Texte fourni:
================
© Ciel Extrême, 1998
PROFONDEURS DU CIEL 1  
©Yann POTHIER - Janvier-Février 1992
 
paru en Janvier-Février 1992 dans Astro-Ciel n°41
  Une nouvelle rubrique destinée à vous initier à l'observation visuelle des amas, nébuleuses et galaxies, ou vous faire progresser dans cette voie. Quelquesoit votre instrument, votre site, il y aura toujours quelquechose de nouveau à découvrir dans les coins de l'Univers que nous explorerons ensemble.

CONSEILS PRELIMINAIRES

  • évitez tout éclairage direct ou indirect.
  • attendez au moins 1/4 d'heure que votre vision nocturne atteigne un rendement acceptable (délai idéal=30mn).
  • ne gâchez pas tout en allumant une lumière blanche, même de manière brève...filtrez vos lampes en rouge.
  • sortez votre instrument et ses oculaires 30mn avant de commencer afin de les mettre à température ambiante (surtout l'hiver), et éviter qu'ils ne provoquent des turbulences internes nuisibles à la qualité des images.
  • pour ne pas perdre trop de temps à compulser des catalogues dans le noir, établissez un programme d'objets à observer (par exemple, ceux que je vous proposerai dans cette rubrique!).
  • enfin, couvrez-vous bien et prévoyez un siège car observer assis est beaucoup plus agréable.
  • INTRODUCTION

    En fin de rubrique, vous trouverez un tableau résumant les caractéristiques principales ainsi que les coordonnées équatoriales de chaque objet décrit dans le texte. Au cas où aucun moyen de repérage simple ne serait indiqué, le lecteur pourra consulter les cartes du ciel boréal et austral de P.Bourge ou des atlas comme le SKY ATLAS 2000,0 de Will Tirion (environ 450FF). Si l'objet ne s'y trouve pas, il suffira de repérer sa position grâce aux coordonnées et de la reporter sur ledit atlas. Au nombre de ces caractéristiques, on trouvera la magnitude visuelle -indicateur de brillance-, les dimensions en degrés, en minutes (sachant que 1°=60' ou 60 minutes d'arc) ou en secondes (sachant que 1'=60" ou 60 secondes d'arc) -indicateurs de taille-, les coordonnées 2000,0 (référentiel année 2000) -indicateurs de position-, en alpha (ou ascension droite) en heures, minutes, et dixième de minute, ainsi qu'en delta (ou déclinaison) en degrés (°) et minutes (').

    Dans l'intérêt du lecteur, il serait utile de déterminer les grossissements et les diamètres des champs offerts par les divers oculaires en sa possession (cf. A l'affût des étoiles de P.Bourge page 24-25) et la magnitude limite de son instrument ("Magnitude dans M45" de A.Van der Elst dans Astro-ciel n°36, page 31), ceci afin de faciliter la comparaison entre ses propres données observationnelles et les données d'origine de Profondeurs du ciel (on peut comparer le diamètre de l'objet avec le diamètre connu du champ donné par tel oculaire, grâce à une approximation précise au 1/10e de diamèètre prèès ou estimer l'éclat d'étoiles proches en connaissant la limite stellaire du telescope et avec un peu d'habitude à 1 magnitude près).
================
Consigne donnée 1:
Répondez à ces questions à partir du texte sur l'observation du ciel profond :
(a) Combien de temps faut-il attendre au minimum pour que la vision nocturne soit acceptable, et quel est le délai idéal ?
(b) Quel atlas de Will Tirion est mentionné, et à quel prix approximatif ?
(c) Dans quel numéro d'Astro-ciel et à quelle page se trouve l'article « Magnitude dans M45 » ?
Consigne donnée 2:
Indiquez si chacune de ces affirmations est conforme au texte sur l'observation du ciel profond. Répondez par oui ou par non et citez les mots du texte qui permettent de trancher.
(a) Il faut sortir l'instrument et ses oculaires une demi-heure avant de commencer l'observation.
(b) L'observation debout est jugée plus agréable.
(c) Une minute d'arc équivaut à 100 secondes d'arc.
Consigne donnée 3: Poursuivez le texte sur l'observation du ciel profond en reprenant juste après sa dernière phrase.

Lignes de données:
================
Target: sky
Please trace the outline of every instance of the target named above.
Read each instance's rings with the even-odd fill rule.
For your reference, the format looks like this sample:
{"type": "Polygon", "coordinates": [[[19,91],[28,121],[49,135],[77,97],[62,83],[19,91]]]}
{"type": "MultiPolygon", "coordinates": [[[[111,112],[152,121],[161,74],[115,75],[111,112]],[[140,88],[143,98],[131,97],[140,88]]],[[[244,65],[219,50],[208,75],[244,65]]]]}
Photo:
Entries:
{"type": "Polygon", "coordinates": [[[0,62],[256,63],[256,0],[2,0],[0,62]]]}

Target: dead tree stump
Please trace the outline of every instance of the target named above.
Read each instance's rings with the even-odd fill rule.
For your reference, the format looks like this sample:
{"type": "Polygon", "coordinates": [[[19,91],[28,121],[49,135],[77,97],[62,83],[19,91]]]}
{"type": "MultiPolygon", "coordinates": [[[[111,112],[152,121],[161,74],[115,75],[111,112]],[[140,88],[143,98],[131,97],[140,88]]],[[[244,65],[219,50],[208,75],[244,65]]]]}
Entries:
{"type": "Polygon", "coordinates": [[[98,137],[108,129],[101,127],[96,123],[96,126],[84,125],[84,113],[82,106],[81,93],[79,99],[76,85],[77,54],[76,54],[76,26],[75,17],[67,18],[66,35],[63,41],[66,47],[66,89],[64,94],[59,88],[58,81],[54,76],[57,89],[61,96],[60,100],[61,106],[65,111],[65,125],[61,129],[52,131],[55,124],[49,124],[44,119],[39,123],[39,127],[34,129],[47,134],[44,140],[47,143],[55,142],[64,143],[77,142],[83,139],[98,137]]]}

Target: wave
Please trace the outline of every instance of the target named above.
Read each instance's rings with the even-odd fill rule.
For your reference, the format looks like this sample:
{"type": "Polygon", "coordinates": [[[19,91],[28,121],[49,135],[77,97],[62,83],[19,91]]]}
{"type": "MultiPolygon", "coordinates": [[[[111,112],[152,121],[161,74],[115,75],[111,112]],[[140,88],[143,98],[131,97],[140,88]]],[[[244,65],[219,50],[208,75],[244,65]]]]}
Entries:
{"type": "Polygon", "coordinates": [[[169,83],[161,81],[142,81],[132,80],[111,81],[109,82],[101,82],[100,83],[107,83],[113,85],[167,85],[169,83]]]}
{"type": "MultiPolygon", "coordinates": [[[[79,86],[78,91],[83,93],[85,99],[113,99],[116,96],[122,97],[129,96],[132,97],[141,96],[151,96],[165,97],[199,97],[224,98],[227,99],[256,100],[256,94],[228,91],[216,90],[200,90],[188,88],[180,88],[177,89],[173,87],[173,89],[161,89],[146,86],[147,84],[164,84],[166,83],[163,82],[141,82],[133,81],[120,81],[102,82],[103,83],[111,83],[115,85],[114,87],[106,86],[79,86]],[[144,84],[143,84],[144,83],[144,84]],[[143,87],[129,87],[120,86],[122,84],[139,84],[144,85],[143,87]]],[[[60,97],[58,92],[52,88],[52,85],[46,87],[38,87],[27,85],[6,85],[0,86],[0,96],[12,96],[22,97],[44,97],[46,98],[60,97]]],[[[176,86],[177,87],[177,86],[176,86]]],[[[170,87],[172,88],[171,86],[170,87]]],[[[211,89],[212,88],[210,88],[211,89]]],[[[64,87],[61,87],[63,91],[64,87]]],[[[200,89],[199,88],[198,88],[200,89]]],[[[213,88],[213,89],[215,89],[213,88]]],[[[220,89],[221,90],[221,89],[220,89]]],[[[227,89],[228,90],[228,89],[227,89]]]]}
================
Réponse de l'exercice 1:
(a) Il faut attendre au moins un quart d'heure, et le délai idéal est de 30 minutes.
(b) Il s'agit du SKY ATLAS 2000,0, qui coûte environ 450FF.
(c) Il se trouve dans le n°36 d'Astro-ciel, page 31.

Réponse de l'exercice 2:
(a) Oui : « sortez votre instrument et ses oculaires 30mn avant de commencer ».
(b) Non : « prévoyez un siège car observer assis est beaucoup plus agréable ».
(c) Non : « 1'=60" ou 60 secondes d'arc ».

Réponse de l'exercice 3:
    Enfin, je voudrais rassurer les débutants qui jugeraient certaines observations trop difficiles pour eux: l'entraînement paie et c'est en observant encore et toujours que l'on progresse et s'habitue à la vision d'objets faibles. Pour l'anecdote, quand j'étais débutant je suis "passé" sur la grande nébuleuse d'Orion pendant une semaine sans voir ce que je juge à présent comme une "nébuleuse éclatante"... De plus, je détaillerai le plus précisément possible les techniques observationnelles utiles aux curieux du ciel profond qui débutent en ce domaine. Mais sans plus attendre, passons aux vedettes du ciel de Janvier-Février 1992...

    Les Messier

    Pendant les longues nuits d'hiver à la transparence cristalline, il est impossible de ne pas se tourner vers M42 (n°42 du catalogue de Messier), la nébuleuse d'Orion. Pour la repérer, visez l'étoile centrale des trois rois d'Orion (epsilon ou Alnilam) et descendez de 4° vers le Sud. Visible en pleine ville avec des jumelles de 50 mm de diamètre comme une petite nuée floue autour de Thèta Orion, on devine ses draperies avec le même instrument à la montagne. (NOTA: les jumelles sont l'instrument primordial de l'observateur du ciel profond par leur manoeuvrabilité et leur champ large, - de 4 à 8° en général, ou 70 à 140mètres à 1000mètres de distance - qui permettent d'embrasser une large région du ciel d'un seul coup d'oeil pour se repérer plus facilement). Cette large nébuleuse diffuse (hydogène fluorescent car éxcité par les rayonnements énergétiques de jeunes étoiles) distante de 1500 années-lumières (ou AL) offre de multiples détails dès 80mm de diamètre et 50 fois (ou x) de grossissement. Dans mon Newton de 115/900, elle apparait magnifique, plusieurs zones de brillance frappent l'oeil, zone centrale très brillante avec deux extensions Est et Ouest qui lui donne l' aspect d'une aile déployée.
      M42 - C. SOUPLET (T150mm)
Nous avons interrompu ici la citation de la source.